Stated problem: Reproduce the rows from the line containing "with the doorway" through the end of the rows, both ends included. Multiply every box coordinate in the answers by 2.3 and round to whole numbers, with halves rounded up, and keep the requests unchanged.
■ ■ ■ ■ ■ ■ ■
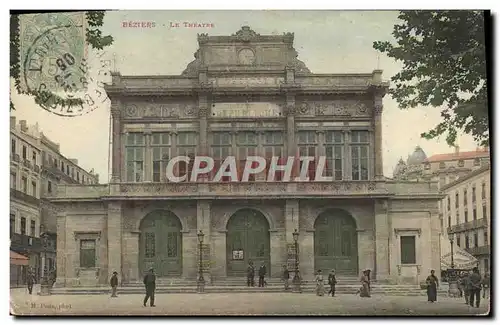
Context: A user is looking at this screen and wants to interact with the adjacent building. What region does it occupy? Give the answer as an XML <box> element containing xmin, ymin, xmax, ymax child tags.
<box><xmin>10</xmin><ymin>117</ymin><xmax>99</xmax><ymax>285</ymax></box>
<box><xmin>50</xmin><ymin>26</ymin><xmax>441</xmax><ymax>286</ymax></box>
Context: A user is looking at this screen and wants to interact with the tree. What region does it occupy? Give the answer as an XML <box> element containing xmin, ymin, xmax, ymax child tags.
<box><xmin>10</xmin><ymin>11</ymin><xmax>113</xmax><ymax>110</ymax></box>
<box><xmin>373</xmin><ymin>10</ymin><xmax>489</xmax><ymax>146</ymax></box>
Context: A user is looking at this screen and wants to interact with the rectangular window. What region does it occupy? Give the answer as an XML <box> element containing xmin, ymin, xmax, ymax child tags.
<box><xmin>262</xmin><ymin>131</ymin><xmax>287</xmax><ymax>181</ymax></box>
<box><xmin>10</xmin><ymin>172</ymin><xmax>17</xmax><ymax>190</ymax></box>
<box><xmin>351</xmin><ymin>131</ymin><xmax>370</xmax><ymax>180</ymax></box>
<box><xmin>325</xmin><ymin>131</ymin><xmax>345</xmax><ymax>181</ymax></box>
<box><xmin>80</xmin><ymin>240</ymin><xmax>96</xmax><ymax>268</ymax></box>
<box><xmin>30</xmin><ymin>220</ymin><xmax>36</xmax><ymax>237</ymax></box>
<box><xmin>21</xmin><ymin>217</ymin><xmax>26</xmax><ymax>235</ymax></box>
<box><xmin>297</xmin><ymin>131</ymin><xmax>318</xmax><ymax>180</ymax></box>
<box><xmin>176</xmin><ymin>132</ymin><xmax>198</xmax><ymax>182</ymax></box>
<box><xmin>31</xmin><ymin>181</ymin><xmax>38</xmax><ymax>197</ymax></box>
<box><xmin>211</xmin><ymin>132</ymin><xmax>232</xmax><ymax>182</ymax></box>
<box><xmin>401</xmin><ymin>236</ymin><xmax>417</xmax><ymax>264</ymax></box>
<box><xmin>10</xmin><ymin>213</ymin><xmax>16</xmax><ymax>236</ymax></box>
<box><xmin>125</xmin><ymin>133</ymin><xmax>146</xmax><ymax>182</ymax></box>
<box><xmin>21</xmin><ymin>176</ymin><xmax>28</xmax><ymax>194</ymax></box>
<box><xmin>236</xmin><ymin>131</ymin><xmax>258</xmax><ymax>182</ymax></box>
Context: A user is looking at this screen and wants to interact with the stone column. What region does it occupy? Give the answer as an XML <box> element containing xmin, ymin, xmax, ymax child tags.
<box><xmin>111</xmin><ymin>99</ymin><xmax>122</xmax><ymax>183</ymax></box>
<box><xmin>107</xmin><ymin>202</ymin><xmax>123</xmax><ymax>279</ymax></box>
<box><xmin>55</xmin><ymin>212</ymin><xmax>67</xmax><ymax>287</ymax></box>
<box><xmin>196</xmin><ymin>200</ymin><xmax>211</xmax><ymax>284</ymax></box>
<box><xmin>374</xmin><ymin>200</ymin><xmax>391</xmax><ymax>281</ymax></box>
<box><xmin>373</xmin><ymin>94</ymin><xmax>384</xmax><ymax>179</ymax></box>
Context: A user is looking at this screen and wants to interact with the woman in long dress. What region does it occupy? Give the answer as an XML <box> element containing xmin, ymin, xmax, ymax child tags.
<box><xmin>316</xmin><ymin>270</ymin><xmax>325</xmax><ymax>297</ymax></box>
<box><xmin>425</xmin><ymin>270</ymin><xmax>439</xmax><ymax>302</ymax></box>
<box><xmin>359</xmin><ymin>270</ymin><xmax>371</xmax><ymax>297</ymax></box>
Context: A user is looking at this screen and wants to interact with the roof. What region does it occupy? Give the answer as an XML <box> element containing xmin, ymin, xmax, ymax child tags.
<box><xmin>426</xmin><ymin>148</ymin><xmax>490</xmax><ymax>162</ymax></box>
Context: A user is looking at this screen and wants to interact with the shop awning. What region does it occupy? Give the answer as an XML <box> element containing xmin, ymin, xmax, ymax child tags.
<box><xmin>10</xmin><ymin>251</ymin><xmax>29</xmax><ymax>265</ymax></box>
<box><xmin>441</xmin><ymin>236</ymin><xmax>479</xmax><ymax>270</ymax></box>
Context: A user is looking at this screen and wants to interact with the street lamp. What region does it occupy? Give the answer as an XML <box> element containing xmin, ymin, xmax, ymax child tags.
<box><xmin>292</xmin><ymin>229</ymin><xmax>302</xmax><ymax>293</ymax></box>
<box><xmin>39</xmin><ymin>232</ymin><xmax>50</xmax><ymax>296</ymax></box>
<box><xmin>194</xmin><ymin>230</ymin><xmax>205</xmax><ymax>293</ymax></box>
<box><xmin>447</xmin><ymin>228</ymin><xmax>460</xmax><ymax>297</ymax></box>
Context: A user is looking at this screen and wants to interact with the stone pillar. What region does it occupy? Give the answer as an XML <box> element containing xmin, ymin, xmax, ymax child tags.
<box><xmin>374</xmin><ymin>200</ymin><xmax>391</xmax><ymax>281</ymax></box>
<box><xmin>55</xmin><ymin>213</ymin><xmax>67</xmax><ymax>287</ymax></box>
<box><xmin>196</xmin><ymin>200</ymin><xmax>211</xmax><ymax>284</ymax></box>
<box><xmin>373</xmin><ymin>94</ymin><xmax>384</xmax><ymax>179</ymax></box>
<box><xmin>111</xmin><ymin>99</ymin><xmax>122</xmax><ymax>183</ymax></box>
<box><xmin>107</xmin><ymin>202</ymin><xmax>123</xmax><ymax>279</ymax></box>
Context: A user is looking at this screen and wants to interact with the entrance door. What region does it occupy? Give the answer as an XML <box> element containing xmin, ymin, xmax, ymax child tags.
<box><xmin>226</xmin><ymin>209</ymin><xmax>271</xmax><ymax>276</ymax></box>
<box><xmin>139</xmin><ymin>211</ymin><xmax>182</xmax><ymax>277</ymax></box>
<box><xmin>314</xmin><ymin>210</ymin><xmax>358</xmax><ymax>275</ymax></box>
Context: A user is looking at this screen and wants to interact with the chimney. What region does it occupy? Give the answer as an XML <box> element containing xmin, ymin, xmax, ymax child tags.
<box><xmin>19</xmin><ymin>120</ymin><xmax>28</xmax><ymax>131</ymax></box>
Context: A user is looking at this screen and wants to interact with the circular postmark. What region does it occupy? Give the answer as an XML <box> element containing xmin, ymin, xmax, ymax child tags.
<box><xmin>21</xmin><ymin>14</ymin><xmax>111</xmax><ymax>117</ymax></box>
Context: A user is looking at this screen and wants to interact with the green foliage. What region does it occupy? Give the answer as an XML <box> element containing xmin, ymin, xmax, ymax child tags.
<box><xmin>373</xmin><ymin>10</ymin><xmax>489</xmax><ymax>146</ymax></box>
<box><xmin>10</xmin><ymin>11</ymin><xmax>113</xmax><ymax>110</ymax></box>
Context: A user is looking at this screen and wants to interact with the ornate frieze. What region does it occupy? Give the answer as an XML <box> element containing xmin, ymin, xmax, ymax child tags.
<box><xmin>122</xmin><ymin>102</ymin><xmax>196</xmax><ymax>119</ymax></box>
<box><xmin>297</xmin><ymin>100</ymin><xmax>370</xmax><ymax>116</ymax></box>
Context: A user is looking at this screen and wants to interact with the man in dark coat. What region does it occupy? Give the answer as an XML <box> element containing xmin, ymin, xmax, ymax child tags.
<box><xmin>247</xmin><ymin>261</ymin><xmax>255</xmax><ymax>287</ymax></box>
<box><xmin>109</xmin><ymin>271</ymin><xmax>118</xmax><ymax>297</ymax></box>
<box><xmin>143</xmin><ymin>268</ymin><xmax>156</xmax><ymax>307</ymax></box>
<box><xmin>26</xmin><ymin>269</ymin><xmax>35</xmax><ymax>294</ymax></box>
<box><xmin>469</xmin><ymin>267</ymin><xmax>482</xmax><ymax>308</ymax></box>
<box><xmin>259</xmin><ymin>262</ymin><xmax>266</xmax><ymax>288</ymax></box>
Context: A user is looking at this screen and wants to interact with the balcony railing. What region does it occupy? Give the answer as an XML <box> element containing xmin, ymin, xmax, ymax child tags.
<box><xmin>450</xmin><ymin>218</ymin><xmax>488</xmax><ymax>233</ymax></box>
<box><xmin>10</xmin><ymin>188</ymin><xmax>40</xmax><ymax>205</ymax></box>
<box><xmin>465</xmin><ymin>245</ymin><xmax>491</xmax><ymax>256</ymax></box>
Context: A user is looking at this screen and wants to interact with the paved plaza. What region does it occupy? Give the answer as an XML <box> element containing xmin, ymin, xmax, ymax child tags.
<box><xmin>11</xmin><ymin>289</ymin><xmax>489</xmax><ymax>316</ymax></box>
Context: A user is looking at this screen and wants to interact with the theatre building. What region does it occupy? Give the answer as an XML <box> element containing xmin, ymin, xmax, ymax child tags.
<box><xmin>51</xmin><ymin>26</ymin><xmax>441</xmax><ymax>286</ymax></box>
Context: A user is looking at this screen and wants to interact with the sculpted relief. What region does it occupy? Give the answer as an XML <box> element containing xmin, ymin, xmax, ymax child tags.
<box><xmin>296</xmin><ymin>100</ymin><xmax>371</xmax><ymax>116</ymax></box>
<box><xmin>123</xmin><ymin>103</ymin><xmax>197</xmax><ymax>119</ymax></box>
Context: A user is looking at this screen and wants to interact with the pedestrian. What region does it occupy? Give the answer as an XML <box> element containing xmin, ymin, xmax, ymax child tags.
<box><xmin>283</xmin><ymin>265</ymin><xmax>290</xmax><ymax>291</ymax></box>
<box><xmin>425</xmin><ymin>270</ymin><xmax>439</xmax><ymax>302</ymax></box>
<box><xmin>247</xmin><ymin>261</ymin><xmax>255</xmax><ymax>287</ymax></box>
<box><xmin>109</xmin><ymin>271</ymin><xmax>118</xmax><ymax>297</ymax></box>
<box><xmin>316</xmin><ymin>270</ymin><xmax>325</xmax><ymax>297</ymax></box>
<box><xmin>469</xmin><ymin>267</ymin><xmax>482</xmax><ymax>308</ymax></box>
<box><xmin>328</xmin><ymin>269</ymin><xmax>337</xmax><ymax>297</ymax></box>
<box><xmin>358</xmin><ymin>270</ymin><xmax>371</xmax><ymax>298</ymax></box>
<box><xmin>26</xmin><ymin>269</ymin><xmax>35</xmax><ymax>295</ymax></box>
<box><xmin>143</xmin><ymin>268</ymin><xmax>156</xmax><ymax>307</ymax></box>
<box><xmin>482</xmin><ymin>272</ymin><xmax>490</xmax><ymax>299</ymax></box>
<box><xmin>259</xmin><ymin>262</ymin><xmax>267</xmax><ymax>288</ymax></box>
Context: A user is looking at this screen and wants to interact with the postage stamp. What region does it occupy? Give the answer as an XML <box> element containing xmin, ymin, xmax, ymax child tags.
<box><xmin>19</xmin><ymin>12</ymin><xmax>111</xmax><ymax>116</ymax></box>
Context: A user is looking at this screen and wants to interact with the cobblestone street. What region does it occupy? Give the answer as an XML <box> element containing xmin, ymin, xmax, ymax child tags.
<box><xmin>10</xmin><ymin>289</ymin><xmax>489</xmax><ymax>316</ymax></box>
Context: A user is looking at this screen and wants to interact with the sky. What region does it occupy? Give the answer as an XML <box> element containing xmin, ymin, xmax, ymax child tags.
<box><xmin>11</xmin><ymin>10</ymin><xmax>477</xmax><ymax>183</ymax></box>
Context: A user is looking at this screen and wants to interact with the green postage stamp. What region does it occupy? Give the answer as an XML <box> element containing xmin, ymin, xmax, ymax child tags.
<box><xmin>19</xmin><ymin>12</ymin><xmax>88</xmax><ymax>93</ymax></box>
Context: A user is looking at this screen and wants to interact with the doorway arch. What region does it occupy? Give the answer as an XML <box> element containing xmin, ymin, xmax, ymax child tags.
<box><xmin>139</xmin><ymin>210</ymin><xmax>182</xmax><ymax>277</ymax></box>
<box><xmin>226</xmin><ymin>209</ymin><xmax>271</xmax><ymax>276</ymax></box>
<box><xmin>314</xmin><ymin>209</ymin><xmax>358</xmax><ymax>276</ymax></box>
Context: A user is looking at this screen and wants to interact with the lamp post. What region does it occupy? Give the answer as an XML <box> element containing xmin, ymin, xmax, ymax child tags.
■ ■ ■ ■ ■ ■ ■
Task solution:
Context: A user is looking at this screen and wants to interact with the doorway arch. What region does it occupy? Give the answer as an XML <box> element containing xmin, ymin, xmax, ymax child tags.
<box><xmin>320</xmin><ymin>483</ymin><xmax>419</xmax><ymax>637</ymax></box>
<box><xmin>520</xmin><ymin>481</ymin><xmax>623</xmax><ymax>635</ymax></box>
<box><xmin>722</xmin><ymin>481</ymin><xmax>823</xmax><ymax>635</ymax></box>
Context: A user is looking at this screen and wants to interact with the lamp post. What region does it occupy? Give the answer as an XML <box> element containing xmin, ymin, xmax, ymax child tags.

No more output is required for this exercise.